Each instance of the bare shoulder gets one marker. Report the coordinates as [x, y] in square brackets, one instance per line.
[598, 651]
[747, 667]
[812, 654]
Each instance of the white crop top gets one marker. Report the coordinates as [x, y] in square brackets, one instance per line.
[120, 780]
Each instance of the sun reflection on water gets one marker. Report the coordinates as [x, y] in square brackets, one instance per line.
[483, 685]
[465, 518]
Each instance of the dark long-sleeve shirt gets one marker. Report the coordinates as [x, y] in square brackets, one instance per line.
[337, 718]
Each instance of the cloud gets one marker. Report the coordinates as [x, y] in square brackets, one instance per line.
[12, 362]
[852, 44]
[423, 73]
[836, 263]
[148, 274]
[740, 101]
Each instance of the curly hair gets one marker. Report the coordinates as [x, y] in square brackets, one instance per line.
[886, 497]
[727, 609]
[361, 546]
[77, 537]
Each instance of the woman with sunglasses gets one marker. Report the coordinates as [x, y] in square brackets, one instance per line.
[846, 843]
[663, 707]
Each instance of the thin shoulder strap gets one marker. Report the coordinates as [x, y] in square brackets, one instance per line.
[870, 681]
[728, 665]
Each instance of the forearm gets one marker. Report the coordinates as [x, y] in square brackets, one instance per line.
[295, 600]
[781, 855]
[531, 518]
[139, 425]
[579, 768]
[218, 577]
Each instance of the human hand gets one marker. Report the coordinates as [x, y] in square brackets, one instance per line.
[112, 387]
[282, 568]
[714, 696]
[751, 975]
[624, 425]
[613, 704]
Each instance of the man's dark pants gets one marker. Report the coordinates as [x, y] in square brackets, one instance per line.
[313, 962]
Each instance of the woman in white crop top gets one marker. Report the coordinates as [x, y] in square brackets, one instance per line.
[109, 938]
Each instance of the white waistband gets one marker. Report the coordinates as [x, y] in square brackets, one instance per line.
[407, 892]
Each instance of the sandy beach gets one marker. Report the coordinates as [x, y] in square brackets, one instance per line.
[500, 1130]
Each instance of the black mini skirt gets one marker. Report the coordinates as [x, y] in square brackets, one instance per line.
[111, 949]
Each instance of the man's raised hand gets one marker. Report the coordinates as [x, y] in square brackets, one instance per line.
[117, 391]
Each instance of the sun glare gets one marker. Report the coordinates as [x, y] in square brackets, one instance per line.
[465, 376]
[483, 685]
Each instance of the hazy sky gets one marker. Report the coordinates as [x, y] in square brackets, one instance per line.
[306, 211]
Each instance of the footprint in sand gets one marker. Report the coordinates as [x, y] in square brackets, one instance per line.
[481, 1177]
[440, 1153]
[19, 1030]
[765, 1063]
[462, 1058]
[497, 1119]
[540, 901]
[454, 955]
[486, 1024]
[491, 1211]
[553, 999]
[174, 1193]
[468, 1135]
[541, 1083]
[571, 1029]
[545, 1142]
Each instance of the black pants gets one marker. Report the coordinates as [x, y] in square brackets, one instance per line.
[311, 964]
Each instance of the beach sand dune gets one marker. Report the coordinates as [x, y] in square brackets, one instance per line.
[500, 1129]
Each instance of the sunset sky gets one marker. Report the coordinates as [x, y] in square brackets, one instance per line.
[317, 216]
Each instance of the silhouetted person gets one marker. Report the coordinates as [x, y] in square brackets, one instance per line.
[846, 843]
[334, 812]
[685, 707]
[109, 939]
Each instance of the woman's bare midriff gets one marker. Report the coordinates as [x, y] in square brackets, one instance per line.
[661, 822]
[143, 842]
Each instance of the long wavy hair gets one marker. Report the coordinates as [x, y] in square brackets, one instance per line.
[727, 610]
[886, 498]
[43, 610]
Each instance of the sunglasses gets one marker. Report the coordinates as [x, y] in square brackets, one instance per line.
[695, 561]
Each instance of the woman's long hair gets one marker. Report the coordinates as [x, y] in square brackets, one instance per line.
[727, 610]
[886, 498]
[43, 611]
=-=-=-=-=
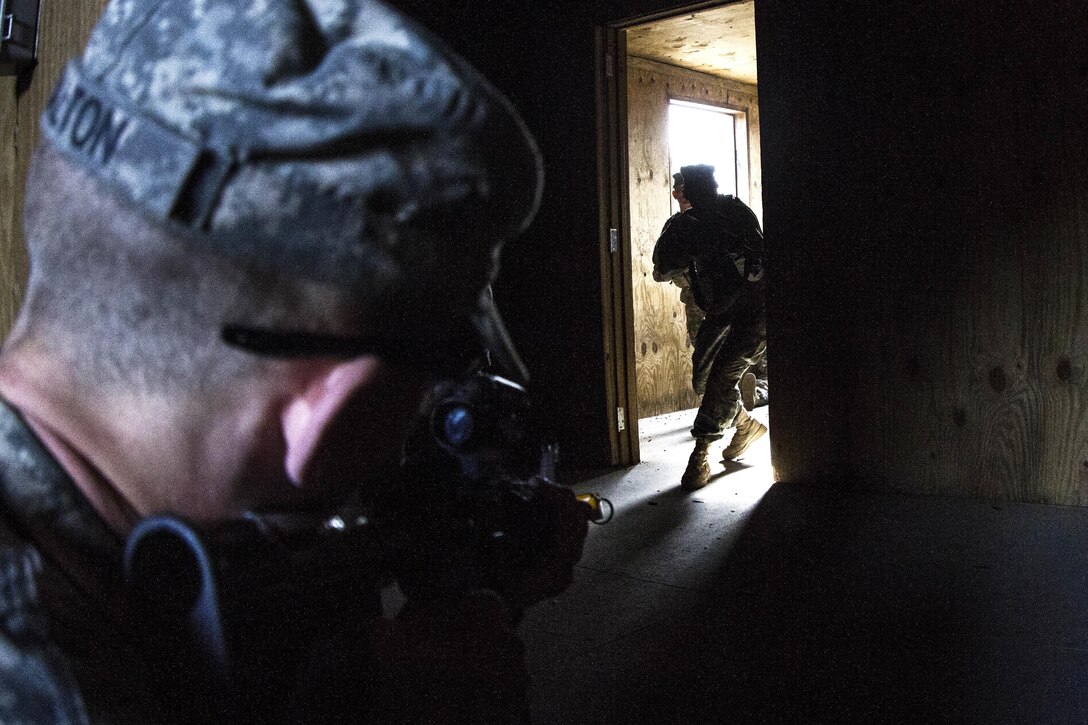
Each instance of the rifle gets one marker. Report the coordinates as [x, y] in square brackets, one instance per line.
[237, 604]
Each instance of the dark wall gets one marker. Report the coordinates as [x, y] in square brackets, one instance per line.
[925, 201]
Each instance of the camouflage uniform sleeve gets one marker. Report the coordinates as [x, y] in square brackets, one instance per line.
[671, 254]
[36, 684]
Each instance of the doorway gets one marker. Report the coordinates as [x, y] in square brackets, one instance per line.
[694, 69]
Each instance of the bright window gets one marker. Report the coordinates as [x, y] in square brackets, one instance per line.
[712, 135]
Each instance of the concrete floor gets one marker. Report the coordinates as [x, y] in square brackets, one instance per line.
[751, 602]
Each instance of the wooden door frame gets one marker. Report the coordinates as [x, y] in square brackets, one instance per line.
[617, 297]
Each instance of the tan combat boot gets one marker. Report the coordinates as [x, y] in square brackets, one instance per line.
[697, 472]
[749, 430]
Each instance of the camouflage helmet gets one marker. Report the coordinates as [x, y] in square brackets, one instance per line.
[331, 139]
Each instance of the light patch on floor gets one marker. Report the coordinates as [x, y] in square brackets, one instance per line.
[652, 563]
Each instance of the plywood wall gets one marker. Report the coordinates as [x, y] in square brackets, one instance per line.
=-=-=-=-=
◆ 과제 안내: 자료에서 "black"라는 단어가 들어 있는 줄을 모두 골라 옮겨 적으세요.

◆ 풀이:
Each instance of the black mini skirt gets one marker. Report the coordinates as [x, y] in square brackets, one instance per line.
Each instance of the black pants gets one marker. Report the coordinates as [x, y] in square brackets, one instance per line.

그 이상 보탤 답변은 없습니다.